▶ _Document excerpt_:

The World Health Organization, backed by its Strategic Advisory Group of Experts on Immunization, reiterated concerns Tuesday that introducing booster shots at a time of global supply shortages could exacerbate inequities. A review of the available data determined there is “limited and inconclusive” evidence that boosters are needed for most people.
“Offering booster doses to a large proportion of a population when many have not yet received even a first dose undermines the principle of national and global equity,” the WHO said in an interim statement. “Prioritizing booster doses over speed and breadth in the initial dose coverage may also damage the prospects for global mitigation of the pandemic, with severe implications for the health, social and economic well-being of people globally.”
In a separate statement, the WHO cautioned against reducing the size of doses to stretch the vaccine supply. It concluded there had been insufficient research on whether smaller doses would be effective, and it encouraged additional studies on the matter.

▶ _Given entries_:
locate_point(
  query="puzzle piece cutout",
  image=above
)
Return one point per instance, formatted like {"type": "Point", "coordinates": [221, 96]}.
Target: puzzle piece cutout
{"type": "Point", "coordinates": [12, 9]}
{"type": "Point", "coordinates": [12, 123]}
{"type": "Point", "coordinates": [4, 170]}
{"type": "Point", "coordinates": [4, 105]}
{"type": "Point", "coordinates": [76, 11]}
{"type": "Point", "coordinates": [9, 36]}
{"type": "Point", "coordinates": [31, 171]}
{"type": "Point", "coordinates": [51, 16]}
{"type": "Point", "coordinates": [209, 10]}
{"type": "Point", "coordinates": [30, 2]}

▶ _Your objective_:
For the text about WHO booster guidance, state whether each statement agrees with it, answering yes or no and quoting the text's deciding words: (a) The WHO found strong evidence that most people need booster doses. (b) The WHO encouraged more research on whether smaller vaccine doses would be effective. (c) The WHO's concerns were backed by its Strategic Advisory Group of Experts on Immunization. The data has nothing to do with the text about WHO booster guidance.

▶ _Exercise output_:
(a) No: "there is “limited and inconclusive” evidence that boosters are needed for most people."
(b) Yes: "it encouraged additional studies on the matter."
(c) Yes: "backed by its Strategic Advisory Group of Experts on Immunization."